Work instructions:
(1) Using the blog posts, tell whether each statement agrees with them: (a) Descendents 3 was scheduled to come out in August; (b) Sam was a few months old when the family first moved to Ballston; (c) the family's first Ballston apartment was on the 18th floor. Give yes or no for each, followed by the deciding words quoted from the blog posts.
(2) Please carry the blog posts forward from their last sentence, keeping the same voice.

Passage provided:
····················

Wednesday, July 10, 2019

Cameron Boyce 1999 - 2019

There are some celebrity deaths that shock the world, the passing of a presence that touched many lives, and the world feels lesser for the absence of that person in the world. 

Cameron Boyce may not have been that celebrity, but he undoubtedly touched many lives and his family will miss him dearly. I know Cameron mostly through my kids, and I'm sad mostly because I know how sad they'll be when they learn of his sudden passing.

We didn't get the Disney Channel overseas, so one of the treats of coming back to the States for them is getting to watch their favorite shows on the Disney Channel. Jessie was one of those shows, and I can still hear Sam laughing at one episode in particular where the character played by Cameron and the butler fight for the affections of an automated coffee maker. 

Cameron went on to star in the Descendents movies as the son of Cruella de Vil, the nemesis in 101 Dalmatians, Carlos who was deathly afraid of puppies. The kids love these movies and there was a period of time while we were in Amman when they listened to the soundtrack incessantly. Descendents 3 was scheduled to be released on the Disney Channel in August. I don't know if it is still.

It's weird how the news of someone's passing can affect people in different ways. This one struck me, because he brought so much happiness to not only my kids, but undoubtedly millions of others, too, and his future was obviously blindingly bright.



Monday, July 8, 2019

Return to Ballston

Like the Empire Strikes Back or Star Trek II: The Wrath of Kahn, sometimes the best iterations of a thing are its sequels, even if they lack the emotional resonance of the original.

We just moved into a high-rise corporate housing apartment in the Ballston neighborhood of Arlington for the second time in our careers. The first time was when we first began this journey, way back in 2010. It is now a little over nine years later and much has changed since that first, well-documented and tumultuous stay. It would be hard for this installment to be worse than the first. Not that it was necessarily hard but it wasn't the easiest time in our lives, either.

We had just moved from Jupiter, Florida where Peter and Sam were born and waded into an ocean of unknowns. Sam was two. Peter was only a few months old. Everything was new. We were on the 18th floor of an apartment building we can see from the one we are in now. Steel plates and metal grates on the road far below crashed and rattled every time a car drove over them which was constant, regardless of the day or night. As we passed the building on our initial walk to the grocery store for a few basic sundries (our apartment was completely devoid of food; we didn't even have salt and pepper), Elise noticed the plates and grates were still there nine years later. Last night, we reminisced about the time the block below our window was roped off and a police robot investigated a suspicious package left in the street.

····················

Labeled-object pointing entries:

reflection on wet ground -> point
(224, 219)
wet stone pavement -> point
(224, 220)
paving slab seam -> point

····················

The replies:
(1)
(a) Yes: "Descendents 3 was scheduled to be released on the Disney Channel in August."
(b) No: "Sam was two. Peter was only a few months old."
(c) Yes: "We were on the 18th floor of an apartment building we can see from the one we are in now."

(2)
Things are different now. There are fewer unknowns. The apartment is likely the same size, but feels smaller. There are five us now. Not four. And the tiny kids we once squeezed into one room at Oakwood Falls Church are longer and require more physical (and emotional) space. Clementine is sleeping on a rickety, World War II era cot; the housing company refuses to bring her a twin bed for a different reason every time I ask.


Up until yesterday, we had a dining room table in front of the bay window. We moved it at the kids' behest, in anticipation of their Legos from Jordan. They enjoy taking in the city views, watching the morning commuters rush to work. I like sitting on the couch in the dark at night in front of the city lights. 

When I returned to the training center for the class I have to take before we can continue on to Sri Lanka, I again felt the magic of those initial days nine years ago. Coming here, you are reminded of the excitement we felt before we set off for Brazil, a little unsure of exactly I was supposed to be doing and very unsure of what our lives there would be like. The feeling is the same now as it was then. It is a reset of sorts, a place where the cynicism and jadedness of working in the Middle East is washed off and replaced by naivete and dewey-eyed enthusiasm of a new adventure.

The magic, however, is tempered by the restlessness of three energetic children trapped on the tenth floor in a small two-bedroom apartment with nothing to do. We packed Legos, Transformers, and matchbox cars, but the shipment hasn't arrived yet. Elise has been working miracles trying to keep the kids from killing each other, but even her resources and patience have limits.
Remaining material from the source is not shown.